WRITTEN TASK - Show every line in the rows below that contains the word "collar". Case counts.

RECORD SET -

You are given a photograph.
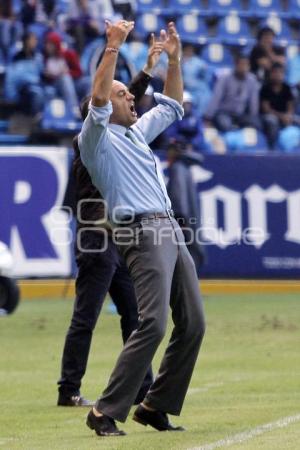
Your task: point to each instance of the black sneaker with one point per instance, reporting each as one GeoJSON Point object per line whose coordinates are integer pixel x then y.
{"type": "Point", "coordinates": [103, 425]}
{"type": "Point", "coordinates": [74, 400]}
{"type": "Point", "coordinates": [156, 419]}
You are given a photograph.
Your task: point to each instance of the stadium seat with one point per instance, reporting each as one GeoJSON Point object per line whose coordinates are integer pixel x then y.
{"type": "Point", "coordinates": [17, 6]}
{"type": "Point", "coordinates": [62, 6]}
{"type": "Point", "coordinates": [293, 10]}
{"type": "Point", "coordinates": [280, 27]}
{"type": "Point", "coordinates": [192, 29]}
{"type": "Point", "coordinates": [4, 125]}
{"type": "Point", "coordinates": [58, 117]}
{"type": "Point", "coordinates": [222, 7]}
{"type": "Point", "coordinates": [217, 55]}
{"type": "Point", "coordinates": [186, 6]}
{"type": "Point", "coordinates": [245, 140]}
{"type": "Point", "coordinates": [13, 139]}
{"type": "Point", "coordinates": [135, 53]}
{"type": "Point", "coordinates": [234, 31]}
{"type": "Point", "coordinates": [152, 6]}
{"type": "Point", "coordinates": [149, 23]}
{"type": "Point", "coordinates": [91, 51]}
{"type": "Point", "coordinates": [261, 8]}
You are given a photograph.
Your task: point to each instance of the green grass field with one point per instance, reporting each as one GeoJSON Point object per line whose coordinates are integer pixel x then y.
{"type": "Point", "coordinates": [248, 374]}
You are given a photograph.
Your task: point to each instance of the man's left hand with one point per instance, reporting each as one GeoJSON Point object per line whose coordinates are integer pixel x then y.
{"type": "Point", "coordinates": [154, 52]}
{"type": "Point", "coordinates": [171, 42]}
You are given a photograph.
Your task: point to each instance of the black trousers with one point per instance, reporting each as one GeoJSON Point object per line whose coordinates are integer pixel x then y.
{"type": "Point", "coordinates": [98, 273]}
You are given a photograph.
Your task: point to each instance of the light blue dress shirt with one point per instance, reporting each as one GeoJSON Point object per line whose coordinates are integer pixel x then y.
{"type": "Point", "coordinates": [125, 173]}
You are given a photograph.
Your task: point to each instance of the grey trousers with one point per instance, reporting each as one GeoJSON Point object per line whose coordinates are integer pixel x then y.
{"type": "Point", "coordinates": [164, 275]}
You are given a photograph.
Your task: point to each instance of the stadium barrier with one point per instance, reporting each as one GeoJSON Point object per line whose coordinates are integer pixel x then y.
{"type": "Point", "coordinates": [249, 205]}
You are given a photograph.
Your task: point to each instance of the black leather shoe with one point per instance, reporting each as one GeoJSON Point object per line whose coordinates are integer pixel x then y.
{"type": "Point", "coordinates": [103, 425]}
{"type": "Point", "coordinates": [157, 419]}
{"type": "Point", "coordinates": [74, 400]}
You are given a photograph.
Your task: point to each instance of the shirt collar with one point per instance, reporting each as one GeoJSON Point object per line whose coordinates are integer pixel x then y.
{"type": "Point", "coordinates": [118, 128]}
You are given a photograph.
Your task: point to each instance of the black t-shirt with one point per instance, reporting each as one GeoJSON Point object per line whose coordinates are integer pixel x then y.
{"type": "Point", "coordinates": [278, 100]}
{"type": "Point", "coordinates": [259, 52]}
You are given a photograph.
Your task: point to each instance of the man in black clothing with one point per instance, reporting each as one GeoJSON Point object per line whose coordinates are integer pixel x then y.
{"type": "Point", "coordinates": [277, 104]}
{"type": "Point", "coordinates": [265, 53]}
{"type": "Point", "coordinates": [99, 271]}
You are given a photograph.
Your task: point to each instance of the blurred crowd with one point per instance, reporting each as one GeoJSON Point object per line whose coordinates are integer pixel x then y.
{"type": "Point", "coordinates": [43, 42]}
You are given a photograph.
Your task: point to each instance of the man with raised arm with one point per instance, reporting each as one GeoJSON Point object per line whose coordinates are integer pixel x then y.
{"type": "Point", "coordinates": [113, 145]}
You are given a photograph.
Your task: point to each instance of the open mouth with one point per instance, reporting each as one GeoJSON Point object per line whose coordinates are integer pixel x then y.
{"type": "Point", "coordinates": [133, 111]}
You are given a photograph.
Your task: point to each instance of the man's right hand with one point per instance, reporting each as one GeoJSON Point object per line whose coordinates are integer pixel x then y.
{"type": "Point", "coordinates": [117, 33]}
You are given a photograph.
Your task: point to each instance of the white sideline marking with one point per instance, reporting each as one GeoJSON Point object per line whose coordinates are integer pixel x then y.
{"type": "Point", "coordinates": [246, 435]}
{"type": "Point", "coordinates": [205, 388]}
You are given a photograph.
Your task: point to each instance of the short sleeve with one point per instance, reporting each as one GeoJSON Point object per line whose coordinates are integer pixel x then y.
{"type": "Point", "coordinates": [94, 136]}
{"type": "Point", "coordinates": [155, 121]}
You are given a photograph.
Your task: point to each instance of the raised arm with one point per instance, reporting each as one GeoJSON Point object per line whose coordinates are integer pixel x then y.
{"type": "Point", "coordinates": [173, 87]}
{"type": "Point", "coordinates": [141, 81]}
{"type": "Point", "coordinates": [102, 84]}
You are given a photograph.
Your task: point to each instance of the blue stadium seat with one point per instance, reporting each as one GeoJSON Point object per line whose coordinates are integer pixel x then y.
{"type": "Point", "coordinates": [152, 6]}
{"type": "Point", "coordinates": [186, 6]}
{"type": "Point", "coordinates": [192, 29]}
{"type": "Point", "coordinates": [4, 125]}
{"type": "Point", "coordinates": [293, 10]}
{"type": "Point", "coordinates": [91, 51]}
{"type": "Point", "coordinates": [261, 8]}
{"type": "Point", "coordinates": [135, 53]}
{"type": "Point", "coordinates": [245, 140]}
{"type": "Point", "coordinates": [222, 7]}
{"type": "Point", "coordinates": [16, 6]}
{"type": "Point", "coordinates": [234, 31]}
{"type": "Point", "coordinates": [280, 27]}
{"type": "Point", "coordinates": [13, 139]}
{"type": "Point", "coordinates": [149, 23]}
{"type": "Point", "coordinates": [217, 55]}
{"type": "Point", "coordinates": [58, 117]}
{"type": "Point", "coordinates": [62, 6]}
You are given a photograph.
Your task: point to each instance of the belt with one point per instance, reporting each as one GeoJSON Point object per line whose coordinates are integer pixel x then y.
{"type": "Point", "coordinates": [127, 220]}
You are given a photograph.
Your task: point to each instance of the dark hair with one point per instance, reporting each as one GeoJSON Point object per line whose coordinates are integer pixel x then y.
{"type": "Point", "coordinates": [276, 66]}
{"type": "Point", "coordinates": [27, 35]}
{"type": "Point", "coordinates": [240, 56]}
{"type": "Point", "coordinates": [84, 106]}
{"type": "Point", "coordinates": [265, 30]}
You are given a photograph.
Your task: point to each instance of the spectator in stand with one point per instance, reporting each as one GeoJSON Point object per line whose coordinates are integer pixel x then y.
{"type": "Point", "coordinates": [196, 77]}
{"type": "Point", "coordinates": [86, 20]}
{"type": "Point", "coordinates": [293, 77]}
{"type": "Point", "coordinates": [189, 129]}
{"type": "Point", "coordinates": [9, 28]}
{"type": "Point", "coordinates": [235, 100]}
{"type": "Point", "coordinates": [265, 53]}
{"type": "Point", "coordinates": [62, 71]}
{"type": "Point", "coordinates": [42, 11]}
{"type": "Point", "coordinates": [277, 105]}
{"type": "Point", "coordinates": [23, 83]}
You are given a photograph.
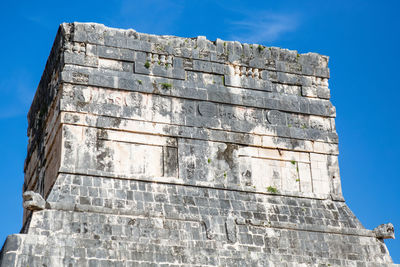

CORRECT ANSWER -
Your task: point to each instance of the shirt collar with one point per instance, reporting each as one GeoJSON Point object per line whose coordinates are integer pixel x then y.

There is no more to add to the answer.